### ASSIGNMENT
An exact transcription of all the data is required, with every image removed.

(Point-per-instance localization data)
:::

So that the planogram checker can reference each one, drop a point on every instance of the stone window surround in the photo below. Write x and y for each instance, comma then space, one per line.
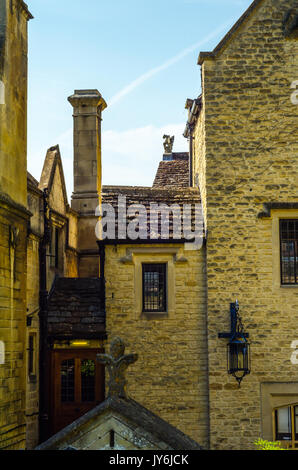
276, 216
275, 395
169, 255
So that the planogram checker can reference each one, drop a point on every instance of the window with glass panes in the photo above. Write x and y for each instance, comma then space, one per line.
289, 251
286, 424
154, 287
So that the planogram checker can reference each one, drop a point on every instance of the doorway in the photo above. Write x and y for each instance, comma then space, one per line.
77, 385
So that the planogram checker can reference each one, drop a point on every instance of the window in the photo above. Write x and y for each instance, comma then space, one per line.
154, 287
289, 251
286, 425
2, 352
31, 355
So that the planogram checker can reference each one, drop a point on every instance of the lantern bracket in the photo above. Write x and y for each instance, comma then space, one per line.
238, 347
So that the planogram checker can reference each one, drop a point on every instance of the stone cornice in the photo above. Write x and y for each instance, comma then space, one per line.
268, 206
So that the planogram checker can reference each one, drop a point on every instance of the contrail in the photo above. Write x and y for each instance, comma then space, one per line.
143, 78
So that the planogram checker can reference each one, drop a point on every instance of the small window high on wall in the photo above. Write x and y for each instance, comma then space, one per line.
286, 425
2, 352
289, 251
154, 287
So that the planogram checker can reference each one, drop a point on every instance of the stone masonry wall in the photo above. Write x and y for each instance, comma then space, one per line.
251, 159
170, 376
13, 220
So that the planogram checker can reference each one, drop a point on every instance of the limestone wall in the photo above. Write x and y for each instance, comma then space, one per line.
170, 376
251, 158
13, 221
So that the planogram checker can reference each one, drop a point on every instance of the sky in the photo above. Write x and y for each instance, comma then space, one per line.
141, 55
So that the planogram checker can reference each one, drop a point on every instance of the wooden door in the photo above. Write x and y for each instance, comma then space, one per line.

:::

### SOLUTION
So that the planogram checker can reference each one, drop a point on every instance of the stone window surround in the photo below. Write x and y for each instance, comma then space, one per line.
276, 216
275, 395
169, 255
So that the planogram checker can reference each one, drop a point on every instance of the window with glass panes in the photo above. Write x and y for each instance, comma then space, one per line.
289, 251
286, 424
154, 287
So that the planogram checker can reference each one, drop a point on every instance of the doorway in the photo above. Write x and y for each instance, comma then space, one per line.
77, 385
So that the planogram checker can reference each one, drop a point on every instance of the window in the photo above. Write x and y for each instance, comma then space, one per line.
154, 287
289, 251
286, 425
2, 352
31, 355
So that the planogram checker can reference each one, drop a point on every instance of the lantern bracket in the photo above. Write x and y for each instance, comma then space, one per line.
238, 347
So that the planogram checker can reference each one, drop a point on every instance of the stone cornice in the photo above. Write x and y for each instance, comma then space, one per line.
268, 206
So that the planogram checker can reference each one, drop a point on every instance of the contrail in the photo above. Write x and y for each instance, comma then space, one per line.
143, 78
So that the planogram checker can reference each one, drop a point on every instance of the small window high on wall in the photo above. Write x and y for each instance, comma then space, one per line.
286, 425
2, 352
289, 251
154, 287
So that the planogram checker can reference each one, drop a point on every instance of the stone masonry wall in the photo above. Write x and y for each instance, comma then space, one per line.
251, 159
170, 376
13, 220
So that the planogram checker can reference each one, drop a point on every instance of the limestone wall in the photo above. Write x and y for each instance, comma then space, one per line.
170, 376
251, 158
13, 221
So that the planogram checker can reference each one, drop a point on every instance of the sky in the photo above. Write x and y for each instance, comma then space, one per line.
141, 55
So that the planogram checker can reference each one, drop a point on every instance of the wooden door in the photo above. Write x and y for each instance, comma then space, one per line.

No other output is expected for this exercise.